Assignment ▸
Write out the line that contains "Query: red flower", then every following line to the end of the records below, with no other lines and no changes.
### Source records ###
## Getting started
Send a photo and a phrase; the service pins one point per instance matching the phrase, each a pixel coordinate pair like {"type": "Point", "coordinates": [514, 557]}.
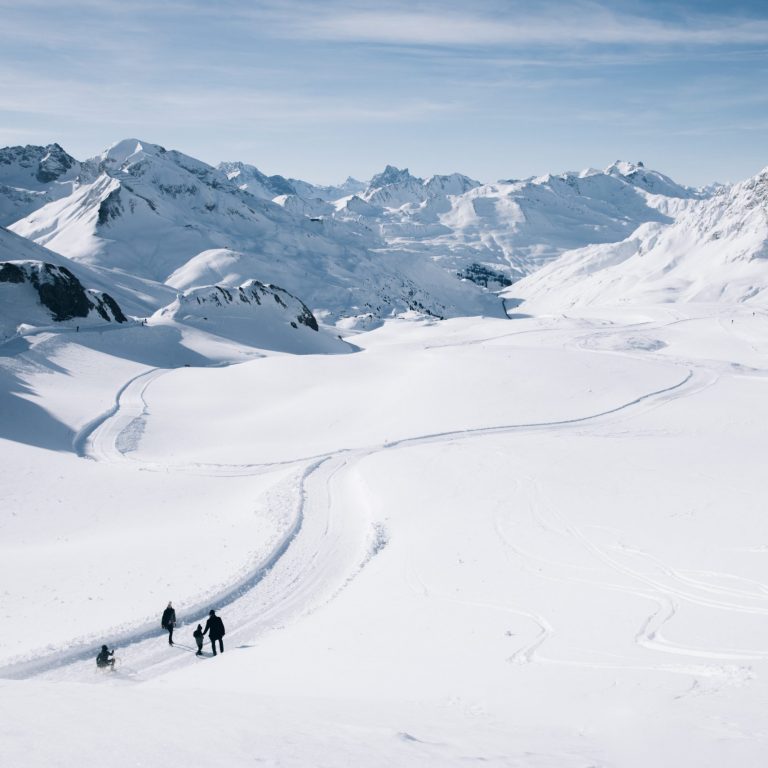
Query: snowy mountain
{"type": "Point", "coordinates": [716, 250]}
{"type": "Point", "coordinates": [32, 176]}
{"type": "Point", "coordinates": [251, 179]}
{"type": "Point", "coordinates": [163, 216]}
{"type": "Point", "coordinates": [259, 315]}
{"type": "Point", "coordinates": [360, 252]}
{"type": "Point", "coordinates": [37, 293]}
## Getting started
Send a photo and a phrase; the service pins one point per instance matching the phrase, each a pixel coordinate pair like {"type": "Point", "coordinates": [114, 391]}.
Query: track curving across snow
{"type": "Point", "coordinates": [328, 541]}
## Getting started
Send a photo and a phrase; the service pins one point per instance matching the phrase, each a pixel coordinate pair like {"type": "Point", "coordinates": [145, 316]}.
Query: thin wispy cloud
{"type": "Point", "coordinates": [558, 24]}
{"type": "Point", "coordinates": [492, 88]}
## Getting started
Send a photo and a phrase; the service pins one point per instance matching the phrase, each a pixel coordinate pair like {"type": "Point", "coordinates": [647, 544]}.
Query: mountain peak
{"type": "Point", "coordinates": [124, 150]}
{"type": "Point", "coordinates": [392, 175]}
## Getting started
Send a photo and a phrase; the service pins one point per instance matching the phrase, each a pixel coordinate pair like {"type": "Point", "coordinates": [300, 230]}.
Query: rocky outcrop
{"type": "Point", "coordinates": [60, 291]}
{"type": "Point", "coordinates": [253, 293]}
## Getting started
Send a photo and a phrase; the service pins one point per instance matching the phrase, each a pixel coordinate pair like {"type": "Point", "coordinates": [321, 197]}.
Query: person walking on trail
{"type": "Point", "coordinates": [198, 635]}
{"type": "Point", "coordinates": [216, 627]}
{"type": "Point", "coordinates": [103, 660]}
{"type": "Point", "coordinates": [169, 622]}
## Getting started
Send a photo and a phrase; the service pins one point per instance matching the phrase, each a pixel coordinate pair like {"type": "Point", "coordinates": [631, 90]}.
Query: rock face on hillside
{"type": "Point", "coordinates": [31, 177]}
{"type": "Point", "coordinates": [254, 313]}
{"type": "Point", "coordinates": [250, 296]}
{"type": "Point", "coordinates": [38, 293]}
{"type": "Point", "coordinates": [715, 250]}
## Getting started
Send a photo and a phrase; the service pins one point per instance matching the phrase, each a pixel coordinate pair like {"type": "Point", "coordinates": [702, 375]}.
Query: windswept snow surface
{"type": "Point", "coordinates": [538, 542]}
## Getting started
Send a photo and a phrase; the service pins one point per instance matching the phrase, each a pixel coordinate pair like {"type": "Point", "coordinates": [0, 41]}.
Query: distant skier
{"type": "Point", "coordinates": [198, 635]}
{"type": "Point", "coordinates": [103, 660]}
{"type": "Point", "coordinates": [216, 627]}
{"type": "Point", "coordinates": [169, 622]}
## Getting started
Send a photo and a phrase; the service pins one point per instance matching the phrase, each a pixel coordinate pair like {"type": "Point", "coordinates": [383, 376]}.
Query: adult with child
{"type": "Point", "coordinates": [103, 660]}
{"type": "Point", "coordinates": [215, 626]}
{"type": "Point", "coordinates": [198, 635]}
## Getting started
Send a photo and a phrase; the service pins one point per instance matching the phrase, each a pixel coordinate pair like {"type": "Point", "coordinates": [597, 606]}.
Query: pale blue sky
{"type": "Point", "coordinates": [322, 90]}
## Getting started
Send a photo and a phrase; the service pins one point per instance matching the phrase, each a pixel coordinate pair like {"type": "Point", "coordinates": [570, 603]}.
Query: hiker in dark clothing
{"type": "Point", "coordinates": [198, 635]}
{"type": "Point", "coordinates": [216, 627]}
{"type": "Point", "coordinates": [103, 660]}
{"type": "Point", "coordinates": [169, 622]}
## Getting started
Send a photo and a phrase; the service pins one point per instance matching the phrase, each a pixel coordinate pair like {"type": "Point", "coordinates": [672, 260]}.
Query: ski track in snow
{"type": "Point", "coordinates": [328, 542]}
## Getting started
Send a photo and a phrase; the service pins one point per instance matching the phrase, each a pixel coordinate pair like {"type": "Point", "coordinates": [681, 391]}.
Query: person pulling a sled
{"type": "Point", "coordinates": [216, 627]}
{"type": "Point", "coordinates": [103, 660]}
{"type": "Point", "coordinates": [169, 622]}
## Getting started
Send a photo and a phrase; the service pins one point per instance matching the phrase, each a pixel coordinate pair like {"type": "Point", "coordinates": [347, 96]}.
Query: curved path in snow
{"type": "Point", "coordinates": [328, 542]}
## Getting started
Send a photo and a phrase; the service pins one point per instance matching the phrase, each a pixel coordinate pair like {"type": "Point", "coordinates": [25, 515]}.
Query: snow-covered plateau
{"type": "Point", "coordinates": [441, 529]}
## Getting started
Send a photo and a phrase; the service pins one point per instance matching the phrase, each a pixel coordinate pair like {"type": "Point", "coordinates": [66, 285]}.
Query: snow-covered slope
{"type": "Point", "coordinates": [32, 176]}
{"type": "Point", "coordinates": [249, 178]}
{"type": "Point", "coordinates": [538, 543]}
{"type": "Point", "coordinates": [160, 215]}
{"type": "Point", "coordinates": [259, 315]}
{"type": "Point", "coordinates": [715, 250]}
{"type": "Point", "coordinates": [512, 227]}
{"type": "Point", "coordinates": [37, 293]}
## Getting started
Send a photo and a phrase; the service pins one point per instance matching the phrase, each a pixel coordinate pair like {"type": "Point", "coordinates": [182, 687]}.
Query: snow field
{"type": "Point", "coordinates": [528, 543]}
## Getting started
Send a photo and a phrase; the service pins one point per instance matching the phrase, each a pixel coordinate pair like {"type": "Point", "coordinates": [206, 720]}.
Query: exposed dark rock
{"type": "Point", "coordinates": [60, 291]}
{"type": "Point", "coordinates": [11, 273]}
{"type": "Point", "coordinates": [110, 207]}
{"type": "Point", "coordinates": [481, 275]}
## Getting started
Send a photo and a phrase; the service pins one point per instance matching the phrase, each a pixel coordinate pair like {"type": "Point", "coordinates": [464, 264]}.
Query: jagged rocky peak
{"type": "Point", "coordinates": [44, 164]}
{"type": "Point", "coordinates": [251, 295]}
{"type": "Point", "coordinates": [649, 180]}
{"type": "Point", "coordinates": [451, 184]}
{"type": "Point", "coordinates": [250, 178]}
{"type": "Point", "coordinates": [127, 150]}
{"type": "Point", "coordinates": [38, 290]}
{"type": "Point", "coordinates": [392, 175]}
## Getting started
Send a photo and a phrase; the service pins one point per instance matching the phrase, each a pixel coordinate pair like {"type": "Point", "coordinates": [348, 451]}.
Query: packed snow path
{"type": "Point", "coordinates": [329, 538]}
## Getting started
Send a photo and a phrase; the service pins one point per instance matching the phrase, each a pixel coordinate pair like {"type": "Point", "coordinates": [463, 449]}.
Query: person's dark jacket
{"type": "Point", "coordinates": [169, 618]}
{"type": "Point", "coordinates": [216, 627]}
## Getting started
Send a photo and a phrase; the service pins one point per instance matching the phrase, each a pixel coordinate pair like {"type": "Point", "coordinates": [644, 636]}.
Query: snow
{"type": "Point", "coordinates": [716, 249]}
{"type": "Point", "coordinates": [530, 542]}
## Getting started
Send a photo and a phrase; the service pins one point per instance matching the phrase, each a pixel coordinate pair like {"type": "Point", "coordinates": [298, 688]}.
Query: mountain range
{"type": "Point", "coordinates": [147, 225]}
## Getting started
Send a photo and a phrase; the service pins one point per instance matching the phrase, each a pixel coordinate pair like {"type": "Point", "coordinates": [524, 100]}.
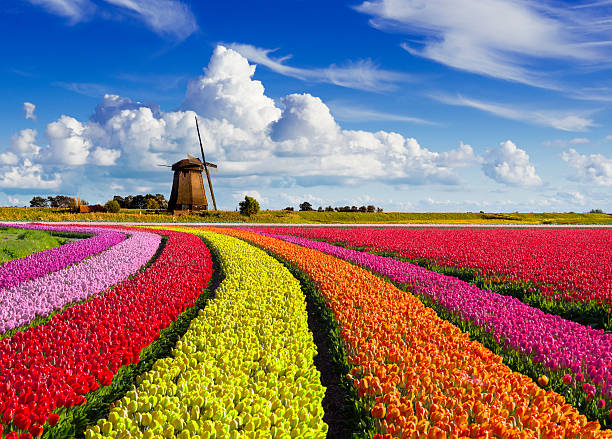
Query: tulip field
{"type": "Point", "coordinates": [222, 332]}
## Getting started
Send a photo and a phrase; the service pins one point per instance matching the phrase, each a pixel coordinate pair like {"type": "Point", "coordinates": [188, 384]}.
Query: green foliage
{"type": "Point", "coordinates": [249, 206]}
{"type": "Point", "coordinates": [151, 203]}
{"type": "Point", "coordinates": [112, 206]}
{"type": "Point", "coordinates": [19, 243]}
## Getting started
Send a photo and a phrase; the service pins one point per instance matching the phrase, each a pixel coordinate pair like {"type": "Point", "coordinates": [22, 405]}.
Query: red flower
{"type": "Point", "coordinates": [35, 430]}
{"type": "Point", "coordinates": [22, 422]}
{"type": "Point", "coordinates": [53, 418]}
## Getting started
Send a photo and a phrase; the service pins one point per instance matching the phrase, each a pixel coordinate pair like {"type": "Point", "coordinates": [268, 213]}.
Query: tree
{"type": "Point", "coordinates": [163, 203]}
{"type": "Point", "coordinates": [39, 202]}
{"type": "Point", "coordinates": [152, 203]}
{"type": "Point", "coordinates": [112, 206]}
{"type": "Point", "coordinates": [305, 206]}
{"type": "Point", "coordinates": [61, 201]}
{"type": "Point", "coordinates": [119, 200]}
{"type": "Point", "coordinates": [249, 206]}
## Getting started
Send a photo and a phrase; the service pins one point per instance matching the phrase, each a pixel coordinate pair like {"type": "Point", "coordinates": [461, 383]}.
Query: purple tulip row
###
Exercise solution ▸
Query: red flower
{"type": "Point", "coordinates": [35, 430]}
{"type": "Point", "coordinates": [22, 422]}
{"type": "Point", "coordinates": [53, 418]}
## Getting started
Send a photo and a phrase; the service pins one point per instance matching the phrase, each a pixel coordinate pair like {"type": "Point", "coordinates": [268, 213]}.
Query: tree
{"type": "Point", "coordinates": [163, 203]}
{"type": "Point", "coordinates": [39, 202]}
{"type": "Point", "coordinates": [152, 203]}
{"type": "Point", "coordinates": [112, 206]}
{"type": "Point", "coordinates": [305, 206]}
{"type": "Point", "coordinates": [61, 201]}
{"type": "Point", "coordinates": [119, 200]}
{"type": "Point", "coordinates": [249, 206]}
## Getting started
Send a photo and a phrase; the service pins one point per instance matching the phrase, each a pixel coordinate pair like {"type": "Point", "coordinates": [461, 383]}.
Query: purple tulip row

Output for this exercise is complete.